- [Set task]:
Copy out the entire passage on British farming below, word for word.

** START OF Document **

All these dwellers in the country—squires, vicars, schoolmasters, farmers, and labourers, and also the tradesmen of the market towns, depend for their livelihood on the crops of the field. In one way or another they all receive a share of the harvests. Let us therefore spend a few moments in considering the operations of British agriculture. They are very different from those of a tropical country, and it is impossible to understand the writings of British authors unless you know something of the aspects of British agriculture. The centre of the farm is the farmhouse, such as we have here, with its outhouses for the farm implements, and for the young animals which require protection against the weather. In the centre of the picture you see the poultry, which are fed by the farmer’s wife and daughters, while the farmer and his sons are away in the fields. Close by the house a heap of firewood is laid ready for the winter, and there is also the farmer’s gig, in which he drives to sell his corn at the weekly market in the nearest town.

22.Hay Cutting: old style.

A great change has taken place of late in the methods of farming, for the steam engine has been applied to agriculture as well as to the industries. Let us look for a moment at the old style of farming which is now rapidly going out. Here, in a field surrounded by a hedge, are three menmowing grass with scythes. The grass will be left to dry in the sun; it will turn brown, and will then be heaped into a hay stack for the winter food of the farm horses.

23.Thrashing: old style.

** END OF Document **
** START OF Provided records **

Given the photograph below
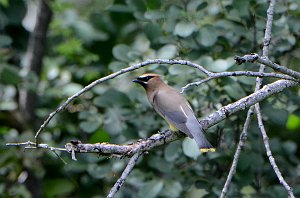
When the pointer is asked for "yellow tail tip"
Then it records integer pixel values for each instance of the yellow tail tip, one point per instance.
(205, 150)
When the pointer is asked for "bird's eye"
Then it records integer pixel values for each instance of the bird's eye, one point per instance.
(145, 78)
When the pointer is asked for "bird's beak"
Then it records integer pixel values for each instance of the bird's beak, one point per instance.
(136, 81)
(144, 84)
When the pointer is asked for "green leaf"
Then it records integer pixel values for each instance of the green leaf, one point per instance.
(89, 126)
(5, 41)
(120, 52)
(167, 52)
(184, 29)
(290, 147)
(248, 191)
(152, 31)
(9, 75)
(116, 66)
(151, 189)
(207, 36)
(113, 122)
(235, 91)
(293, 122)
(99, 171)
(172, 189)
(190, 148)
(71, 88)
(57, 187)
(171, 151)
(99, 136)
(154, 15)
(221, 65)
(112, 97)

** END OF Provided records **

- [Answer to the problem]:
All these dwellers in the country—squires, vicars, schoolmasters, farmers, and labourers, and also the tradesmen of the market towns, depend for their livelihood on the crops of the field. In one way or another they all receive a share of the harvests. Let us therefore spend a few moments in considering the operations of British agriculture. They are very different from those of a tropical country, and it is impossible to understand the writings of British authors unless you know something of the aspects of British agriculture. The centre of the farm is the farmhouse, such as we have here, with its outhouses for the farm implements, and for the young animals which require protection against the weather. In the centre of the picture you see the poultry, which are fed by the farmer’s wife and daughters, while the farmer and his sons are away in the fields. Close by the house a heap of firewood is laid ready for the winter, and there is also the farmer’s gig, in which he drives to sell his corn at the weekly market in the nearest town.

22.Hay Cutting: old style.

A great change has taken place of late in the methods of farming, for the steam engine has been applied to agriculture as well as to the industries. Let us look for a moment at the old style of farming which is now rapidly going out. Here, in a field surrounded by a hedge, are three menmowing grass with scythes. The grass will be left to dry in the sun; it will turn brown, and will then be heaped into a hay stack for the winter food of the farm horses.

23.Thrashing: old style.